__What to work on__:
Reproduce exactly the lines of the material beneath, from the line that contains "Habitat-census task: mark the man's mouth" to the line that contains "Task: pointing. Input: the photo below", both included, and no other lines.

*** Records for processing

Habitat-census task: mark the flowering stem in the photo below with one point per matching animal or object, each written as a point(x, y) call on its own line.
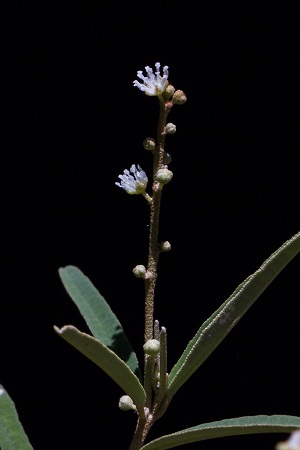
point(150, 282)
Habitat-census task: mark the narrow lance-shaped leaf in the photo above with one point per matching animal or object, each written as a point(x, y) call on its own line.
point(227, 427)
point(108, 361)
point(221, 322)
point(12, 434)
point(98, 315)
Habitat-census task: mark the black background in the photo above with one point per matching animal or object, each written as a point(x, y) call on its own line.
point(72, 122)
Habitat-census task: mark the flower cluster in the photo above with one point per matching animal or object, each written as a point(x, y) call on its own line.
point(153, 84)
point(135, 183)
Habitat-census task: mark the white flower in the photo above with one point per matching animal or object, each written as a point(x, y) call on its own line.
point(133, 184)
point(153, 84)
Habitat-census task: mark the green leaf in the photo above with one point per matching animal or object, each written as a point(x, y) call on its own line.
point(98, 315)
point(108, 361)
point(12, 434)
point(227, 427)
point(221, 322)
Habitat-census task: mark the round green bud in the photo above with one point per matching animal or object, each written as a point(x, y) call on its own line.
point(167, 158)
point(139, 271)
point(170, 128)
point(179, 98)
point(126, 403)
point(152, 347)
point(165, 246)
point(149, 144)
point(169, 92)
point(163, 176)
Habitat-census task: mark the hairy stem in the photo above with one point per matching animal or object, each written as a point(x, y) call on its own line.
point(153, 255)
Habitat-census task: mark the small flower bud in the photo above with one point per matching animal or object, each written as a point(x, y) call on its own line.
point(126, 403)
point(139, 271)
point(170, 128)
point(165, 246)
point(152, 347)
point(167, 158)
point(163, 176)
point(169, 92)
point(149, 144)
point(179, 98)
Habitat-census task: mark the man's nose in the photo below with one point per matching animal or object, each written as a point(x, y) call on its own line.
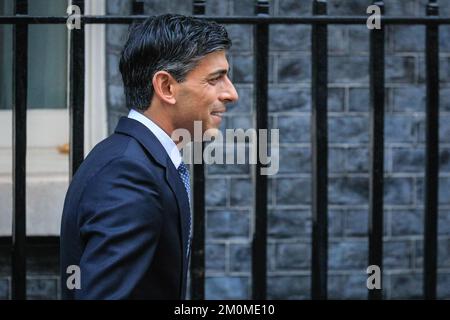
point(229, 93)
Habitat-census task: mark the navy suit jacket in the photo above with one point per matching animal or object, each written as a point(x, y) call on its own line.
point(125, 222)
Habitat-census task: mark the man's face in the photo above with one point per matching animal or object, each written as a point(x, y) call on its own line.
point(204, 94)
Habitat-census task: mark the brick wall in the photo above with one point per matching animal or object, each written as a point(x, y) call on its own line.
point(229, 200)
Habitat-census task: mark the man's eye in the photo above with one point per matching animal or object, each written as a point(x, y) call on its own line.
point(214, 79)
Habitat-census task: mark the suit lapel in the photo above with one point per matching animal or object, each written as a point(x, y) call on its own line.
point(146, 138)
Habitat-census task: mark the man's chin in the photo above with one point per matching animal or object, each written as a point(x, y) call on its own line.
point(211, 133)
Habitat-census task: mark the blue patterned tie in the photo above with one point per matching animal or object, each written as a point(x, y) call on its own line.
point(184, 175)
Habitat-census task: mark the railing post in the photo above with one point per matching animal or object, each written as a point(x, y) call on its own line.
point(319, 137)
point(259, 244)
point(137, 7)
point(197, 272)
point(20, 65)
point(76, 92)
point(432, 154)
point(199, 7)
point(375, 228)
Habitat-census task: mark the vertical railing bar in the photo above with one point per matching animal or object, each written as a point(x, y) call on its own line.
point(375, 228)
point(19, 118)
point(432, 155)
point(137, 7)
point(197, 271)
point(259, 244)
point(76, 93)
point(319, 140)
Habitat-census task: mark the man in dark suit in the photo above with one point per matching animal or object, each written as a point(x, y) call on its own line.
point(126, 226)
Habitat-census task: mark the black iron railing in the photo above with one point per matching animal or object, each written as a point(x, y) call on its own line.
point(319, 61)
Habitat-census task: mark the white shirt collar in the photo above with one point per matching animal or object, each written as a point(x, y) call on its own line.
point(161, 135)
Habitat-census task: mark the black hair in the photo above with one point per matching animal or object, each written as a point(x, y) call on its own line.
point(169, 42)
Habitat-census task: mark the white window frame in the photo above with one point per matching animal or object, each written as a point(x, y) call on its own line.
point(48, 130)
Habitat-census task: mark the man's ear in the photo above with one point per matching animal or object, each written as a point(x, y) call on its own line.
point(164, 86)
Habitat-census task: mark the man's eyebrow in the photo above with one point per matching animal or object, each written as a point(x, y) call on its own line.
point(219, 72)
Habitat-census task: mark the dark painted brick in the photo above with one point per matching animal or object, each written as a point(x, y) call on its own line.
point(288, 287)
point(247, 8)
point(408, 160)
point(444, 129)
point(402, 128)
point(295, 159)
point(347, 286)
point(42, 288)
point(398, 191)
point(116, 99)
point(336, 99)
point(444, 222)
point(116, 35)
point(400, 69)
point(402, 8)
point(294, 69)
point(348, 190)
point(409, 38)
point(294, 129)
point(293, 256)
point(294, 7)
point(241, 193)
point(215, 257)
point(444, 69)
point(444, 99)
point(289, 99)
point(397, 255)
point(240, 122)
point(347, 255)
point(358, 38)
point(240, 257)
point(348, 129)
point(216, 192)
point(443, 286)
point(406, 286)
point(350, 7)
point(299, 38)
point(242, 68)
point(289, 223)
point(411, 98)
point(244, 103)
point(406, 222)
point(336, 160)
point(337, 39)
point(357, 159)
point(344, 69)
point(215, 7)
point(293, 191)
point(241, 37)
point(4, 288)
point(227, 224)
point(118, 7)
point(356, 223)
point(226, 288)
point(359, 99)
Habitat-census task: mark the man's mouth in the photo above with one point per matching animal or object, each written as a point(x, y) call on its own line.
point(218, 113)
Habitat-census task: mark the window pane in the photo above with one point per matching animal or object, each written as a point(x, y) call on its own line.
point(47, 57)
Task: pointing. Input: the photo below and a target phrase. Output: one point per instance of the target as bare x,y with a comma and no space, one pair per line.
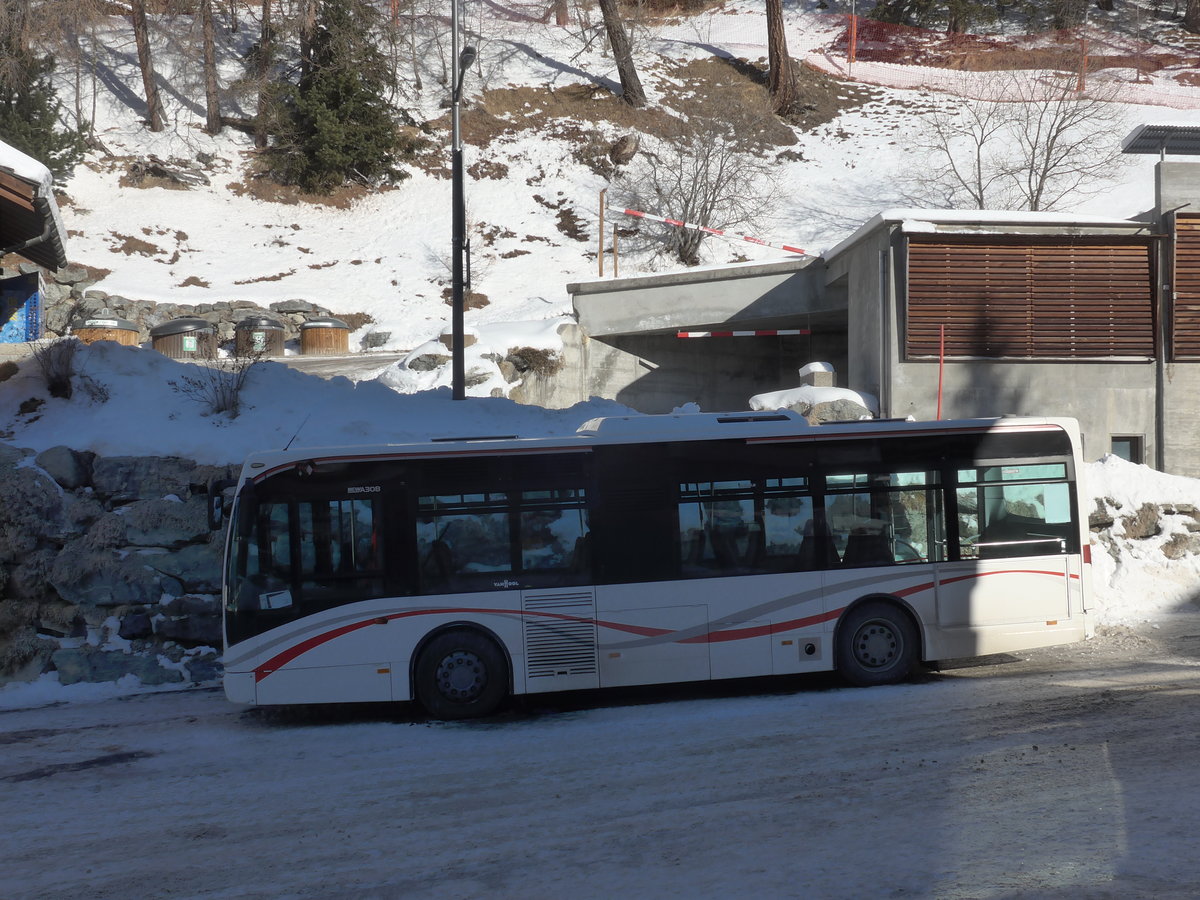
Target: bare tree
1192,16
145,61
781,77
706,178
1042,148
622,52
263,60
211,94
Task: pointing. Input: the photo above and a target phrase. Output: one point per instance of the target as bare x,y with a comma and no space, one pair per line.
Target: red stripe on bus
281,659
737,634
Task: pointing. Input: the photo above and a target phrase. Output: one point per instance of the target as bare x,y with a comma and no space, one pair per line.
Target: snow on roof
27,168
924,221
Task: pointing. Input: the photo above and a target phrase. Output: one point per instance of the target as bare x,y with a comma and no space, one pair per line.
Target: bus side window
886,519
1015,515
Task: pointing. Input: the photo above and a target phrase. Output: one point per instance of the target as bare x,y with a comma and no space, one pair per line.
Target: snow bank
1133,579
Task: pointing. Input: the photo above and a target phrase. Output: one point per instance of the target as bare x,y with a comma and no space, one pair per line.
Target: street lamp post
459,216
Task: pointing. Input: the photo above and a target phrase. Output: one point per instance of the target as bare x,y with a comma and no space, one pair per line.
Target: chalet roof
930,221
29,219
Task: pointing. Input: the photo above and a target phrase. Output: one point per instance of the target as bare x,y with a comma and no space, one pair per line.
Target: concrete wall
1181,419
1107,397
761,295
863,276
655,373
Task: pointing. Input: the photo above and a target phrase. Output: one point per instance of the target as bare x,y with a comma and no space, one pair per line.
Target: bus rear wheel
876,645
461,675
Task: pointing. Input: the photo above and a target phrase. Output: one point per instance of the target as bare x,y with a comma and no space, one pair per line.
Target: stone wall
69,297
107,568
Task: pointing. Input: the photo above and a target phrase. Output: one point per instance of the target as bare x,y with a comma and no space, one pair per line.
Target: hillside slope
538,121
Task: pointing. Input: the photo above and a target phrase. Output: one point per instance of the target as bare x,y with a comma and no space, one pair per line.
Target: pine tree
30,117
335,125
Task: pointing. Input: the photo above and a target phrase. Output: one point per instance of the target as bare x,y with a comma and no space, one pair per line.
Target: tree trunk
1192,16
145,61
211,96
781,77
265,51
630,84
307,28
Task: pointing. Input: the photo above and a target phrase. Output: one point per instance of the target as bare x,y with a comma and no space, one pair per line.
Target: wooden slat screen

******

__Reply to the task__:
Habitat-census task: mark the man's mouth in the photo above with one point per matching animal or object, each written as a point(x, y) call on its own line.
point(218, 113)
Habitat-census task: mark the window pane in the photo above with one point per matching animal or object, each written as a point(x, y) call on its own line.
point(47, 57)
Task: pointing. Input: the photo below and a target phrase. Output: one point per instance of the target as bare x,y with a comma and no space, one pair per line.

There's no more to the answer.